Instead, consider investing resources into screen share training seminars, conference calls, and plenty of email-back-and-forth. Large enterprise solutions with long sales cycles may even send a trainer to the customer’s site.

5. Identify signs of potential churn

Since your customers have similar needs, we can assume they’ll churn for similar reasons. Plot out points during a customer’s typical use of the product that indicate a problem. Once you identify the red flags, you can take steps to prevent the churn.

Using our social media tool example again, let’s say you notice that users who fail to schedule a post after logging into their dashboard the first time are highly likely to churn. You could set up an automated system that contacts the user via email if they log out without scheduling a post or don’t schedule a post within the first 24 hours.

The email would say something like, “Hey, we noticed you haven’t schedule a post. If you have any problems, let us know by replying here.” A user is more likely to respond to an email that came to them, even if they weren’t willing to seek support on their own.

Optimizing Your Onboarding Process

Onboarding is about retention. It’s about keeping the customers you’ve already acquired. I recommend reexamining your onboarding process regularly and finding ways to tweak your retention percentage as high as you can.

As your SaaS grows, onboarding to fight churn becomes even more important. At scale, a single percentage point of churn can equate to massive amounts of money.

Exercise goal
Rewrite the stretch of the onboarding text from "Using our social" through "on their own.", putting "48 hours" in place of "24 hours".

Records supplied
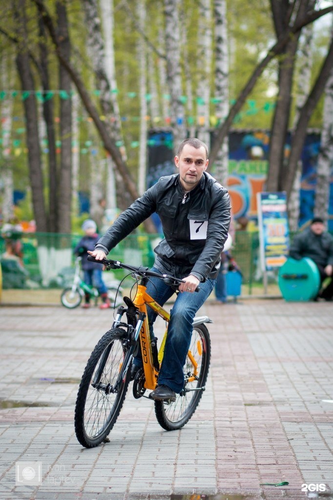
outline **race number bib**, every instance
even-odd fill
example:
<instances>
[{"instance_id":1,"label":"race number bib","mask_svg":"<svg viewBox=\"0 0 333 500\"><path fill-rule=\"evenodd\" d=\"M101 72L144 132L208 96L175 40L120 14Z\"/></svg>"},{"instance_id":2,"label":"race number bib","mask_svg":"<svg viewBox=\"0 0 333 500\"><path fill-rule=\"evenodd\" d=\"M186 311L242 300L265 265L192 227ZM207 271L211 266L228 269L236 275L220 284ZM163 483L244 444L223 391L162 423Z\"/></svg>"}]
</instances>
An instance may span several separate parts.
<instances>
[{"instance_id":1,"label":"race number bib","mask_svg":"<svg viewBox=\"0 0 333 500\"><path fill-rule=\"evenodd\" d=\"M208 220L193 220L190 219L191 240L206 240L207 238Z\"/></svg>"}]
</instances>

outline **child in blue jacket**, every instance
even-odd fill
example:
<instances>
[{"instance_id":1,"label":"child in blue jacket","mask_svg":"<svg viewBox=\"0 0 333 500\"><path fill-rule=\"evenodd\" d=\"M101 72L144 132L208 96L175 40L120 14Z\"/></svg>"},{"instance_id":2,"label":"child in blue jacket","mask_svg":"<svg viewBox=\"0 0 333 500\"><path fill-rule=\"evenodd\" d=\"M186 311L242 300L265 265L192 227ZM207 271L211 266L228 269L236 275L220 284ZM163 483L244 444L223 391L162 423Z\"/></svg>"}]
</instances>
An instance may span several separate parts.
<instances>
[{"instance_id":1,"label":"child in blue jacket","mask_svg":"<svg viewBox=\"0 0 333 500\"><path fill-rule=\"evenodd\" d=\"M102 278L102 266L100 264L88 260L87 250L92 251L100 238L96 232L96 223L92 219L86 219L82 226L85 234L74 248L76 255L82 258L82 269L84 271L84 280L87 284L95 286L100 294L102 303L100 309L107 309L110 307L110 300L108 296L108 288ZM86 294L84 304L82 306L85 309L90 307L90 295Z\"/></svg>"}]
</instances>

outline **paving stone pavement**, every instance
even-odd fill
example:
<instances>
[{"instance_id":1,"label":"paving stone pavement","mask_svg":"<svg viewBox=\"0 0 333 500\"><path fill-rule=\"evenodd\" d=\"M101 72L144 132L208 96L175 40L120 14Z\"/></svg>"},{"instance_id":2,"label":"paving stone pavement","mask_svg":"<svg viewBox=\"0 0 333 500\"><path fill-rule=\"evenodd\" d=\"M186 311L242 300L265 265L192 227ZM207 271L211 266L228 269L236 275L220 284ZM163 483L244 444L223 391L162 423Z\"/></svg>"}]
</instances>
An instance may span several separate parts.
<instances>
[{"instance_id":1,"label":"paving stone pavement","mask_svg":"<svg viewBox=\"0 0 333 500\"><path fill-rule=\"evenodd\" d=\"M164 430L130 387L110 442L86 450L76 394L112 314L0 307L0 499L333 498L332 304L208 302L212 362L191 420ZM18 482L27 464L41 484Z\"/></svg>"}]
</instances>

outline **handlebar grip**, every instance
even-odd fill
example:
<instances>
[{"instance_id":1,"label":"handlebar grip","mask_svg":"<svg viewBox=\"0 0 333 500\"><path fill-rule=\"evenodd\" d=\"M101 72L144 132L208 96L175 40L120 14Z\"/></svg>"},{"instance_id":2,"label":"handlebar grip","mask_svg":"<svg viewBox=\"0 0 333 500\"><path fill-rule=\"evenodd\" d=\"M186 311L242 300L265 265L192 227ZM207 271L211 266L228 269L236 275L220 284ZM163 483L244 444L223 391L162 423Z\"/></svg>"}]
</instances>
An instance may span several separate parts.
<instances>
[{"instance_id":1,"label":"handlebar grip","mask_svg":"<svg viewBox=\"0 0 333 500\"><path fill-rule=\"evenodd\" d=\"M88 258L90 262L98 262L102 264L102 260L96 260L95 258L93 257L92 255L88 255Z\"/></svg>"}]
</instances>

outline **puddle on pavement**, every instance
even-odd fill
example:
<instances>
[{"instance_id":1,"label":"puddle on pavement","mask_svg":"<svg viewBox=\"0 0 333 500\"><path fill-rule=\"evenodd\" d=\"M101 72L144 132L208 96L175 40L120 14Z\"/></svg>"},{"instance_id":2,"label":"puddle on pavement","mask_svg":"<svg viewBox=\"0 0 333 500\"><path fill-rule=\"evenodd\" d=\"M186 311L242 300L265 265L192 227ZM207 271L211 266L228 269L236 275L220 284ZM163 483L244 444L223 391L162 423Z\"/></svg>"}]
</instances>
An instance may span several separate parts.
<instances>
[{"instance_id":1,"label":"puddle on pavement","mask_svg":"<svg viewBox=\"0 0 333 500\"><path fill-rule=\"evenodd\" d=\"M10 401L9 400L0 400L0 410L8 408L34 408L50 406L48 403L30 402L28 401Z\"/></svg>"},{"instance_id":2,"label":"puddle on pavement","mask_svg":"<svg viewBox=\"0 0 333 500\"><path fill-rule=\"evenodd\" d=\"M50 384L78 384L81 382L81 379L76 378L74 377L56 377L54 378L52 376L44 376L38 378L38 380L39 382L49 382Z\"/></svg>"},{"instance_id":3,"label":"puddle on pavement","mask_svg":"<svg viewBox=\"0 0 333 500\"><path fill-rule=\"evenodd\" d=\"M200 495L194 494L192 495L170 495L170 500L260 500L260 497L240 494L217 494L212 495Z\"/></svg>"}]
</instances>

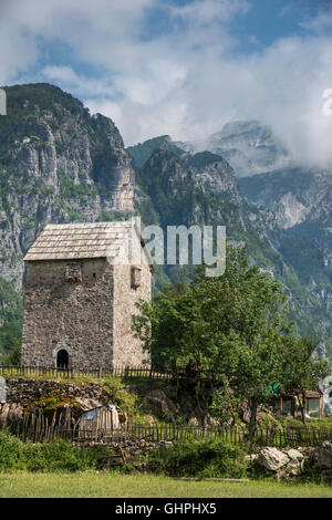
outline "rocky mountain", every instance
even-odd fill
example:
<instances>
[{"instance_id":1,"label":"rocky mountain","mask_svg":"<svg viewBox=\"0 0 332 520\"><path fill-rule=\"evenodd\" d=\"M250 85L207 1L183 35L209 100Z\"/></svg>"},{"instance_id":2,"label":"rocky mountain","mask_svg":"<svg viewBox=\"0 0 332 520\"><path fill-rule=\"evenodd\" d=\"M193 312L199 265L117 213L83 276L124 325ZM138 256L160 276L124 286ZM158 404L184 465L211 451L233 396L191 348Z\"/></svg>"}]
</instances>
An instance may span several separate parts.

Solution for this exercise
Using our social media tool example again, let’s say you notice that users who fail to schedule a post after logging into their dashboard the first time are highly likely to churn. You could set up an automated system that contacts the user via email if they log out without scheduling a post or don’t schedule a post within the first 48 hours.

The email would say something like, “Hey, we noticed you haven’t schedule a post. If you have any problems, let us know by replying here.” A user is more likely to respond to an email that came to them, even if they weren’t willing to seek support on their own.